● WHAT YOU NEED TO DO:
1. Reproduce the passage of the article on the Conservative no confidence vote that opens with the words "It is understood" and closes with "the vote today.".
2. Pick up the article on the Conservative no confidence vote at the point where it ends, and continue it.

● SOURCE TEXT:
No confidence vote poll: Nearly half of Tory members want Boris Johnson removed
Nearly half of the Conservative party’s membership want Boris Johnson removed as leader, according to one poll, with the result of the no confidence vote set to be announced at 9pm.
A snap poll by YouGov found 42 per cent of Conservative members wanted Johnson gone, with 53 per cent saying he should stay.
Another snap poll by Conservative Home found that 55 per cent of members want to remove the PM.
Fifty per cent of Tory members told YouGov pollsters that it was “right” that a vote of no confidence in his leadership was called and 44 per cent said it was “wrong”.
Sir Graham Brady, chair of the 1922 Committee of Tory backbenchers, has told journalists that he will announce the result of the vote at 9pm tonight.
It is understood that the threshold of no confidence letters needed from Tory MPs to force a vote, 54, was reached on Sunday and that more were expected today after the end of the Platinum Jubilee celebrations.
Johnson was told by Brady about the impending vote early yesterday afternoon, with the pair agreeing to hold the vote today.
The vote comes less than two weeks after Sue Gray’s report into the partygate scandal was released.

(Photo-based referring expression data)
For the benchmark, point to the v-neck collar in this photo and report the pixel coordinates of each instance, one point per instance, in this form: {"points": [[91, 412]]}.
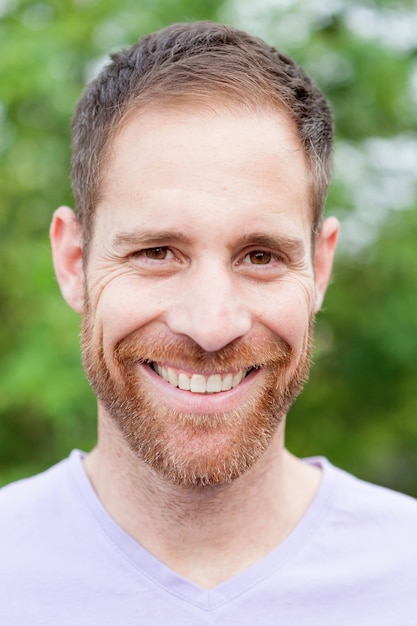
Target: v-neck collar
{"points": [[124, 546]]}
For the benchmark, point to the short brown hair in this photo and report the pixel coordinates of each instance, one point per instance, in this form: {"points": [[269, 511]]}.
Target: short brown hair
{"points": [[200, 62]]}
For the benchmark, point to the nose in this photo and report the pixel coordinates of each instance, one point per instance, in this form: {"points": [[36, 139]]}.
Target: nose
{"points": [[210, 309]]}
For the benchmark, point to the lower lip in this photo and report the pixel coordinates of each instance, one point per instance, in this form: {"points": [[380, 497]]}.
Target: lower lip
{"points": [[187, 401]]}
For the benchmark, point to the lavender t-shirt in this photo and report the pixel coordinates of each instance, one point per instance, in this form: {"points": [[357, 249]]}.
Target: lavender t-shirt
{"points": [[351, 561]]}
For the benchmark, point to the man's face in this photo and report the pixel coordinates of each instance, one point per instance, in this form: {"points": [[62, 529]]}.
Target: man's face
{"points": [[200, 290]]}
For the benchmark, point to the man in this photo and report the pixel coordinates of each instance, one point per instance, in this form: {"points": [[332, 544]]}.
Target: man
{"points": [[198, 258]]}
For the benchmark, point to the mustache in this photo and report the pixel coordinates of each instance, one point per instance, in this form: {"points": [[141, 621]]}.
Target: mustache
{"points": [[183, 352]]}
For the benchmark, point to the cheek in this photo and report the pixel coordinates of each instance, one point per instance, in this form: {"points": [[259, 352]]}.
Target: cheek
{"points": [[288, 314], [122, 307]]}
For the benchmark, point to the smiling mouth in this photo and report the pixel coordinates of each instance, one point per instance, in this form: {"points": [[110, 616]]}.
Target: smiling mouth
{"points": [[198, 383]]}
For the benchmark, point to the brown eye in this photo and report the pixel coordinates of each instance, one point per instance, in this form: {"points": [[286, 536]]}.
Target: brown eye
{"points": [[258, 257], [157, 254]]}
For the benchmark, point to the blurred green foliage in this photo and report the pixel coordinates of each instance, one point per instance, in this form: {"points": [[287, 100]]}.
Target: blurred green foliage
{"points": [[360, 406]]}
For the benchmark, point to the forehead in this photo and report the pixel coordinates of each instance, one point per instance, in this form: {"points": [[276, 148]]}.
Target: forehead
{"points": [[223, 163]]}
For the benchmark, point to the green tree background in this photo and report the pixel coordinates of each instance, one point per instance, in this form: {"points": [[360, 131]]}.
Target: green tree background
{"points": [[360, 406]]}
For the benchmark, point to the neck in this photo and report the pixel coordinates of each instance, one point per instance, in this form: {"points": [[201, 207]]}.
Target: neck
{"points": [[205, 534]]}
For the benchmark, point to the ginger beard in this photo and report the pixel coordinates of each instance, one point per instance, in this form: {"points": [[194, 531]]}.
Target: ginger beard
{"points": [[194, 450]]}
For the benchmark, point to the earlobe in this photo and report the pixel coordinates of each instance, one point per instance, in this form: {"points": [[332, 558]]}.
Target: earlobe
{"points": [[323, 258], [67, 255]]}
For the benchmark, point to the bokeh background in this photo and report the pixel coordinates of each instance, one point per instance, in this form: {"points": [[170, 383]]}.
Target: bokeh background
{"points": [[360, 406]]}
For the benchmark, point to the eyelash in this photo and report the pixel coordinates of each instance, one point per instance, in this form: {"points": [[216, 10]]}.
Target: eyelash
{"points": [[159, 255]]}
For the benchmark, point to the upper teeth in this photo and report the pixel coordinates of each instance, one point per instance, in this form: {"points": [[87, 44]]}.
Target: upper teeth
{"points": [[197, 383]]}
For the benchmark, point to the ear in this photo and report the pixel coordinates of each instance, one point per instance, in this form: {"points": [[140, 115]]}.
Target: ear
{"points": [[323, 258], [67, 255]]}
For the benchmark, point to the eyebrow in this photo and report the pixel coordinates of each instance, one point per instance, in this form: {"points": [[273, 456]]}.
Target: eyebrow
{"points": [[291, 245], [149, 238]]}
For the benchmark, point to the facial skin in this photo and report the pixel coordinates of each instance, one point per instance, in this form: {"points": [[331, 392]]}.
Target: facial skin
{"points": [[200, 271]]}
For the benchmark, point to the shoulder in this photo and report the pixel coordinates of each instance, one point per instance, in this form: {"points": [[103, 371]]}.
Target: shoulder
{"points": [[364, 499], [370, 519], [32, 500]]}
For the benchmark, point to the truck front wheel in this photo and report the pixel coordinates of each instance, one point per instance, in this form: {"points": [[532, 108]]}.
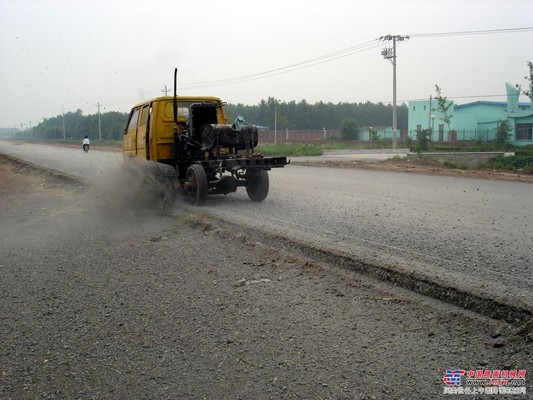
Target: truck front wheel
{"points": [[257, 186], [196, 185]]}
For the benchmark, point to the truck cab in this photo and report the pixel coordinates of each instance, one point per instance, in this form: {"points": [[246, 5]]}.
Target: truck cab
{"points": [[188, 138]]}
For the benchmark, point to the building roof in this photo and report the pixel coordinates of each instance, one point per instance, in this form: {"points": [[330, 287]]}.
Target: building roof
{"points": [[490, 103]]}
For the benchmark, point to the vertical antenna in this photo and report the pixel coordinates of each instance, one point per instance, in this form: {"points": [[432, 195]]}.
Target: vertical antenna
{"points": [[175, 101]]}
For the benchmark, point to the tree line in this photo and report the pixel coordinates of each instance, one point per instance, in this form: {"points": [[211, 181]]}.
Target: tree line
{"points": [[285, 115]]}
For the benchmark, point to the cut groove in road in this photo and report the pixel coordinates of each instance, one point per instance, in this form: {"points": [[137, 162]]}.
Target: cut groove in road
{"points": [[491, 307]]}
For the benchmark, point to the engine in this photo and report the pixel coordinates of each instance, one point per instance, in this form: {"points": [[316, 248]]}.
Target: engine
{"points": [[217, 135]]}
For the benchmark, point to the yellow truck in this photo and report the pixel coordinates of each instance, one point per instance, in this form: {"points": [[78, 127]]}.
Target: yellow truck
{"points": [[188, 139]]}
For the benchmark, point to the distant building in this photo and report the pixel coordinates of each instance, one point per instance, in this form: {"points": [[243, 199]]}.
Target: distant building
{"points": [[475, 121]]}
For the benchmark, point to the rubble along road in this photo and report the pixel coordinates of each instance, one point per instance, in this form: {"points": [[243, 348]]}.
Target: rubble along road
{"points": [[105, 296]]}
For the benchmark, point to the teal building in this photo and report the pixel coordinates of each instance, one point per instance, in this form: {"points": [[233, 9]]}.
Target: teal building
{"points": [[476, 121]]}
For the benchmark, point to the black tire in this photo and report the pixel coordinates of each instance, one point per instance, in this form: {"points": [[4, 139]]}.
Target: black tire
{"points": [[257, 186], [196, 185]]}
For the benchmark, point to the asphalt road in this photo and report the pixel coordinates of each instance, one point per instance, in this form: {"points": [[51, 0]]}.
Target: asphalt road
{"points": [[475, 235]]}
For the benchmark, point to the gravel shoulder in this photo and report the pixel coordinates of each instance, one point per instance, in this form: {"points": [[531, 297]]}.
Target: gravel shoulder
{"points": [[106, 296]]}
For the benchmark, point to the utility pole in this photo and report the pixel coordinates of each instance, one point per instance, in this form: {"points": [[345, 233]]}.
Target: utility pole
{"points": [[64, 135], [389, 53], [99, 123]]}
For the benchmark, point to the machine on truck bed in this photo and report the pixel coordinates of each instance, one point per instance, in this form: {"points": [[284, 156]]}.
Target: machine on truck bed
{"points": [[188, 138]]}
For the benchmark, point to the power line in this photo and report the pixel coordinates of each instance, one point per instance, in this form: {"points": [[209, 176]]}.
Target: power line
{"points": [[346, 52], [286, 69], [479, 32]]}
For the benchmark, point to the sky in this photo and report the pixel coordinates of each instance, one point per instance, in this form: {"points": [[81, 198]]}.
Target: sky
{"points": [[63, 55]]}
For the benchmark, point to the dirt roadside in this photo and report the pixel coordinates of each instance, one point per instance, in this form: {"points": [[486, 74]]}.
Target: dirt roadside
{"points": [[104, 296], [427, 167]]}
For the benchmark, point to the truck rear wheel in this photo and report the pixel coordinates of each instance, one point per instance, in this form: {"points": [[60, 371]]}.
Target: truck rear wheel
{"points": [[196, 185], [257, 186]]}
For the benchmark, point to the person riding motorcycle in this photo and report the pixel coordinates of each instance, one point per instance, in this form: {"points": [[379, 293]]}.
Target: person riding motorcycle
{"points": [[85, 143]]}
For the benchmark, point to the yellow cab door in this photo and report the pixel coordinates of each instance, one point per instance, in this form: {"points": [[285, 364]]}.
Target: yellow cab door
{"points": [[142, 132], [129, 142]]}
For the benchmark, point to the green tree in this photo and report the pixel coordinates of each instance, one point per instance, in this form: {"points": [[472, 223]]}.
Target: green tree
{"points": [[444, 106], [422, 136], [349, 129], [502, 139], [529, 78]]}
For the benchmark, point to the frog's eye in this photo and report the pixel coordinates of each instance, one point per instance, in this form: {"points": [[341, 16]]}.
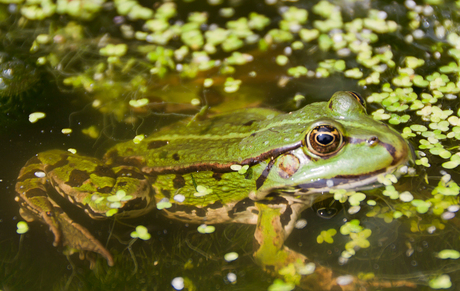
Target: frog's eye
{"points": [[324, 140], [358, 97]]}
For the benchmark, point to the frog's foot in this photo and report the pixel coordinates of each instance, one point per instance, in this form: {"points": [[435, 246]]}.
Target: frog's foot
{"points": [[296, 268], [37, 205], [77, 237]]}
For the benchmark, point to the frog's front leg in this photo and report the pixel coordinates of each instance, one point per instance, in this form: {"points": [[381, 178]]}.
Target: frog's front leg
{"points": [[87, 183], [273, 227], [275, 223]]}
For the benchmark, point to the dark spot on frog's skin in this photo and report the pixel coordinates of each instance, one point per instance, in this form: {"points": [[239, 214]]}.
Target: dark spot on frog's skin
{"points": [[103, 171], [166, 193], [33, 161], [77, 177], [249, 123], [217, 176], [176, 157], [215, 205], [273, 199], [178, 182], [104, 190], [163, 155], [132, 173], [60, 163], [285, 217], [261, 180], [157, 144], [133, 161], [255, 245], [240, 207], [29, 175], [200, 212], [36, 192], [135, 204]]}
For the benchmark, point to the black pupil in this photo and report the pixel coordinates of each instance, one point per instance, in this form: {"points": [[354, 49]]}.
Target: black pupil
{"points": [[324, 138]]}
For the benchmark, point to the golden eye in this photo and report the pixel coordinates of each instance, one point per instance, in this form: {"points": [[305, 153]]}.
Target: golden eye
{"points": [[324, 140], [358, 97]]}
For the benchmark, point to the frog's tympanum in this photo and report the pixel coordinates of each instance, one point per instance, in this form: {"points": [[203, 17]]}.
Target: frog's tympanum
{"points": [[254, 166]]}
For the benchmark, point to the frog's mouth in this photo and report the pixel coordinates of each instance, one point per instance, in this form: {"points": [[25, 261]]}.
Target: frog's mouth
{"points": [[354, 182]]}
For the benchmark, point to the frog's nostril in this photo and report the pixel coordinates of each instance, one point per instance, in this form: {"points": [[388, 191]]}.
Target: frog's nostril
{"points": [[373, 141]]}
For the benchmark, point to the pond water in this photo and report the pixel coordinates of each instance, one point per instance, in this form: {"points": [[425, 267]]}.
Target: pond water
{"points": [[402, 57]]}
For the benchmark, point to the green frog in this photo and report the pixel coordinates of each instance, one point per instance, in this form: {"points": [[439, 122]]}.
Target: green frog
{"points": [[254, 166]]}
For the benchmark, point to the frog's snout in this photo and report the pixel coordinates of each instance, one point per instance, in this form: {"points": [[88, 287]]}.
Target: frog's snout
{"points": [[372, 141]]}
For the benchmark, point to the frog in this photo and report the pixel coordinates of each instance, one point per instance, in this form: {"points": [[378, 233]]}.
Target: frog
{"points": [[254, 166]]}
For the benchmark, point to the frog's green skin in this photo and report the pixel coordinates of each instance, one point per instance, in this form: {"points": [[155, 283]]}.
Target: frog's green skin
{"points": [[283, 152]]}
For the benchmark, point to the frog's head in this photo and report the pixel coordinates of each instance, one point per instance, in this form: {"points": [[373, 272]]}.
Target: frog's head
{"points": [[341, 147]]}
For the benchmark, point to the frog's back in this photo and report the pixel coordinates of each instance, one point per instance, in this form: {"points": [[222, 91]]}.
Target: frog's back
{"points": [[210, 143]]}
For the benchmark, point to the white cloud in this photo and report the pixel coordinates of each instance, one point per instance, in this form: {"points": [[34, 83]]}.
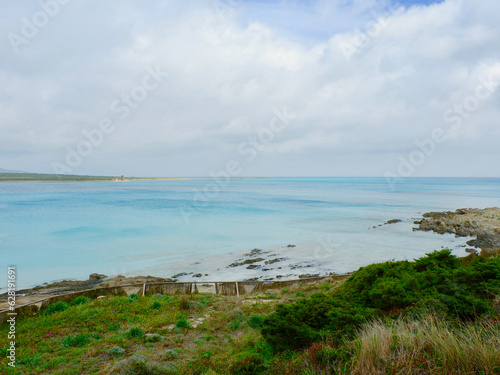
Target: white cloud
{"points": [[229, 70]]}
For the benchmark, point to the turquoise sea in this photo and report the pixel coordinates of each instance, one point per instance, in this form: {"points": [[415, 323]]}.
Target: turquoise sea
{"points": [[52, 231]]}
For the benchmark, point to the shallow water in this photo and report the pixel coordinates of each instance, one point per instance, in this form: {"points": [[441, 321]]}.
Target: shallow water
{"points": [[51, 231]]}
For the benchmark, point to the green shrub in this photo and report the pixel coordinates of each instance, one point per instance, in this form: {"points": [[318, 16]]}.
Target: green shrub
{"points": [[256, 321], [460, 288], [155, 337], [233, 326], [74, 341], [56, 307], [30, 361], [135, 332], [116, 351], [169, 355], [182, 322], [250, 364], [133, 298]]}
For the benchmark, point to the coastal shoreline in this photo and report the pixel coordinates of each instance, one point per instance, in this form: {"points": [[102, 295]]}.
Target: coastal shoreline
{"points": [[289, 261]]}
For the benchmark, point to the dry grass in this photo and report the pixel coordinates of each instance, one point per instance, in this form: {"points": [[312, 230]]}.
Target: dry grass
{"points": [[429, 345]]}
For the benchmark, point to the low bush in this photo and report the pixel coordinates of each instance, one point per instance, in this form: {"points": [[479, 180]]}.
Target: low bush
{"points": [[440, 282]]}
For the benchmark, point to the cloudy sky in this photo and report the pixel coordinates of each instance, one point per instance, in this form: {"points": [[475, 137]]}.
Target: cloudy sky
{"points": [[253, 87]]}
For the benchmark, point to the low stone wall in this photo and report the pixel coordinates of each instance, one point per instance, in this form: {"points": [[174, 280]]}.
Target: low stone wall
{"points": [[227, 288]]}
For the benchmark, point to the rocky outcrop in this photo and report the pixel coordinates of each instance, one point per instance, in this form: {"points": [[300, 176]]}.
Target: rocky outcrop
{"points": [[484, 224]]}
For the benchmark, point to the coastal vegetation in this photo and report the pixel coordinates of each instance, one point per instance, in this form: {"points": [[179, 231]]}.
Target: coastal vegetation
{"points": [[435, 315]]}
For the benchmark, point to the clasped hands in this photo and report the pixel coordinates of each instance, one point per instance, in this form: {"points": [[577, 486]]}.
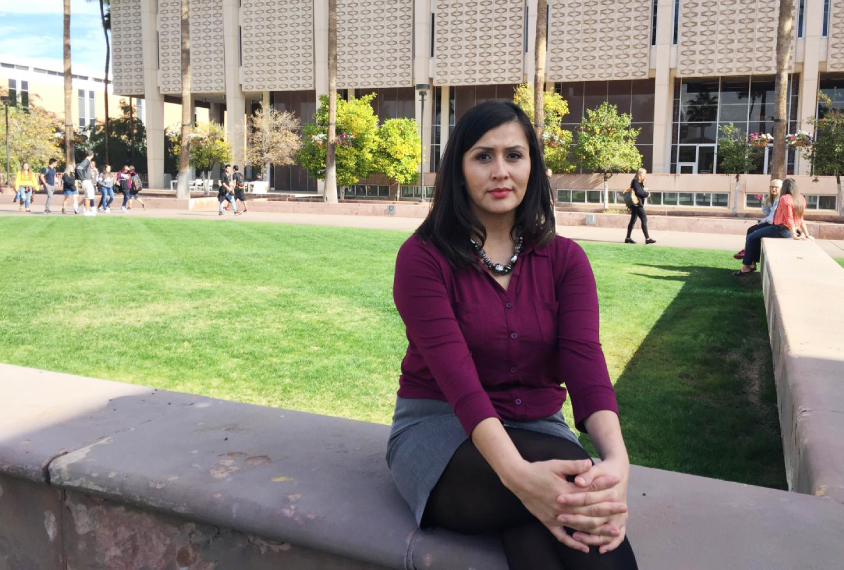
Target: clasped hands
{"points": [[594, 506]]}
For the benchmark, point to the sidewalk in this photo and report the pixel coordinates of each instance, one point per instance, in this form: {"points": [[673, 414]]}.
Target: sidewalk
{"points": [[729, 242]]}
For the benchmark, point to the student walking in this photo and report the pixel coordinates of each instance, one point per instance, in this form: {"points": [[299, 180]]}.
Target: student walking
{"points": [[239, 189], [106, 182], [226, 192], [787, 220], [47, 178], [84, 173], [25, 182], [638, 194], [69, 190], [135, 186]]}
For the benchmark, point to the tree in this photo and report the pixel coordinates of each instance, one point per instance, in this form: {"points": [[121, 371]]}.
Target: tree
{"points": [[70, 161], [34, 136], [183, 190], [273, 138], [827, 153], [606, 144], [126, 142], [539, 77], [357, 126], [398, 150], [557, 139], [737, 156], [785, 36], [331, 142]]}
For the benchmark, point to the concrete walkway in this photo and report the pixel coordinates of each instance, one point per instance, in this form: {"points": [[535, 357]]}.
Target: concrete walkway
{"points": [[834, 248]]}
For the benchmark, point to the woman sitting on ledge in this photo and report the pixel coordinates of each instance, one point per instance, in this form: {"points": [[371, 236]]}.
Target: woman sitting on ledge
{"points": [[500, 312], [788, 219]]}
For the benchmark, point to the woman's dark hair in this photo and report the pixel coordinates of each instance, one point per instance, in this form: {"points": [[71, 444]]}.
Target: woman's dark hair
{"points": [[450, 223], [789, 187]]}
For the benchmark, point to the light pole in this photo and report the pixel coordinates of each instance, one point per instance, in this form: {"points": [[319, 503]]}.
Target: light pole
{"points": [[423, 89], [5, 99]]}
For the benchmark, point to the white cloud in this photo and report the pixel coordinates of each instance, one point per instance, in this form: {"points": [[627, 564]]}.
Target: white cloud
{"points": [[80, 7]]}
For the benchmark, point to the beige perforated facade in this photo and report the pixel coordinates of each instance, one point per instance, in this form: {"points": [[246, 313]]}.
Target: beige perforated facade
{"points": [[277, 45], [126, 47], [479, 42], [374, 43], [607, 39]]}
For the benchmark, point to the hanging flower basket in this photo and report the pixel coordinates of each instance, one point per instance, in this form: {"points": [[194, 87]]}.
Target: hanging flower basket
{"points": [[760, 140]]}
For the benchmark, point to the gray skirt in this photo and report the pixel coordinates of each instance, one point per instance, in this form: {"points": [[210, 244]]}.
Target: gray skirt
{"points": [[424, 436]]}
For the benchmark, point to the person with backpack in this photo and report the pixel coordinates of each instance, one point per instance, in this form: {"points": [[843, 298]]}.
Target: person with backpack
{"points": [[634, 198], [84, 173], [226, 192], [135, 186], [47, 178], [25, 182], [69, 190], [239, 189]]}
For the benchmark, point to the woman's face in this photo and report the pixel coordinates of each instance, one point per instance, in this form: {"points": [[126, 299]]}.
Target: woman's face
{"points": [[496, 171]]}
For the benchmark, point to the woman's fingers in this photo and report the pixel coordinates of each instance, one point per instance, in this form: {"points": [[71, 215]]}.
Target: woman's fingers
{"points": [[561, 535]]}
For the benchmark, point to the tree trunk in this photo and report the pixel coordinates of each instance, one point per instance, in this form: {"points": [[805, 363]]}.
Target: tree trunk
{"points": [[539, 77], [735, 196], [330, 148], [784, 39], [70, 159], [182, 190], [105, 78]]}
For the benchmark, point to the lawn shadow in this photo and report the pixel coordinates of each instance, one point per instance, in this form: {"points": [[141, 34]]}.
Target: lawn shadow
{"points": [[698, 395]]}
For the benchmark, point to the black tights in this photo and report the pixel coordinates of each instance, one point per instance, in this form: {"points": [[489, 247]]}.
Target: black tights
{"points": [[469, 498], [638, 212]]}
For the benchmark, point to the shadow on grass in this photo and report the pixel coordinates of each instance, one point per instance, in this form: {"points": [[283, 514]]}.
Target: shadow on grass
{"points": [[698, 396]]}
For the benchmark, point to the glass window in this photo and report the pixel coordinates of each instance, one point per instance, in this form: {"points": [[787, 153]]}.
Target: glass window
{"points": [[753, 200], [827, 203]]}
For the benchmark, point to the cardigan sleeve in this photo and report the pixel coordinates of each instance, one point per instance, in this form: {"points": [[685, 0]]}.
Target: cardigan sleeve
{"points": [[424, 304], [583, 367]]}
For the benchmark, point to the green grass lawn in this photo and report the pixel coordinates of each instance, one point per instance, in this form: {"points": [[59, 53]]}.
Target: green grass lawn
{"points": [[302, 317]]}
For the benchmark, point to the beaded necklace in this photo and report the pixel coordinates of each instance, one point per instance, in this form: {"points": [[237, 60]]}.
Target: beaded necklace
{"points": [[497, 268]]}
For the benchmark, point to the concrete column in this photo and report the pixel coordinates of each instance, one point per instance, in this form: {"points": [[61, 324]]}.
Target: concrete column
{"points": [[663, 88], [809, 77], [444, 117], [320, 60], [153, 100], [529, 64], [235, 100]]}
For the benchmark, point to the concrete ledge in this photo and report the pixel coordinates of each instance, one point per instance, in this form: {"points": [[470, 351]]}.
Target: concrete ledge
{"points": [[193, 479], [803, 290]]}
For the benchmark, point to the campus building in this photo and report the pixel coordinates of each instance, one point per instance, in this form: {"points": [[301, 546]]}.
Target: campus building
{"points": [[681, 68]]}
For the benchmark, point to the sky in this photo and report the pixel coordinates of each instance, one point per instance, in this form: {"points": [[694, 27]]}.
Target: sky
{"points": [[31, 34]]}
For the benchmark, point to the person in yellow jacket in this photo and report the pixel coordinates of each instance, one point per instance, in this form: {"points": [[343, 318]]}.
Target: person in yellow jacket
{"points": [[26, 182]]}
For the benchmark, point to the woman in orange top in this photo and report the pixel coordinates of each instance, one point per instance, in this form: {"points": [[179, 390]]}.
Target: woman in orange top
{"points": [[788, 219]]}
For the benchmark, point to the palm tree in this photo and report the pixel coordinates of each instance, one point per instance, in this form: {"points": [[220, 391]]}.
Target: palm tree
{"points": [[539, 77], [330, 154], [70, 160], [182, 190], [784, 37]]}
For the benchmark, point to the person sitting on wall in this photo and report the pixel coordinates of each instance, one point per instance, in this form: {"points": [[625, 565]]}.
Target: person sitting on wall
{"points": [[769, 208], [788, 219], [500, 312]]}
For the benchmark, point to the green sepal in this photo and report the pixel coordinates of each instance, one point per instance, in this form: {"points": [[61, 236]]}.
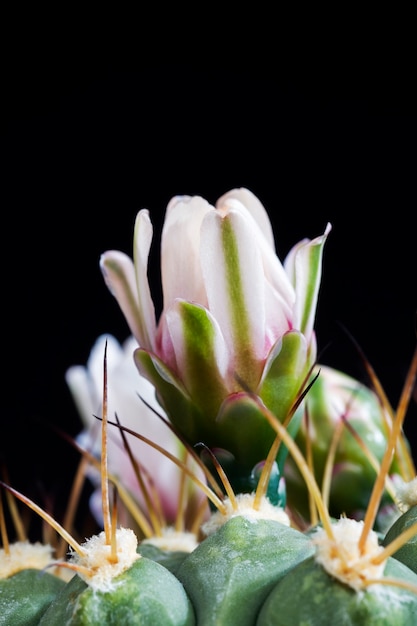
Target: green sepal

● ANSWERS TO THE PROBLEMS:
1.
It is understood that the threshold of no confidence letters needed from Tory MPs to force a vote, 54, was reached on Sunday and that more were expected today after the end of the Platinum Jubilee celebrations.
Johnson was told by Brady about the impending vote early yesterday afternoon, with the pair agreeing to hold the vote today.

2.
The release of the Gray report clearly showed a pattern of brazen Covid rule breaking across Number 10, with the senior civil servant putting the blame on Johnson for overseeing a toxic culture in Downing Street.
Johnson apologised for the scandal, but insisted he did not know the litany of lockdown-busting events were against his own Covid rules.
A steady trickle of Conservative MPs have come out against Johnson in the week and a half since the release of the report, with rumours that up to 67 letters of no confidence were sent to Sir Graham Brady.
“I’ve been a little bit wary as this process has gone on for six months,” Brady said.
Johnson’s anti-corruption tsar John Penrose quit his position today and said he would vote for Johnson to be removed as leader.
Penrose said Johnson broke the ministerial code over the Downing Street Covid parties scandal.
Jesse Norman, formerly a close Boris Johnson ally, today called for the PM to resign for the first time.
Former close Johnson ally Jesse Norman today said: “Under you the government seems to lack a sense of mission. It has a large majority, but no long-term plan.
“Rather, you are simply seeking to campaign, to keep changing the subject and to create political and cultural dividing lines mainly for your advantage.”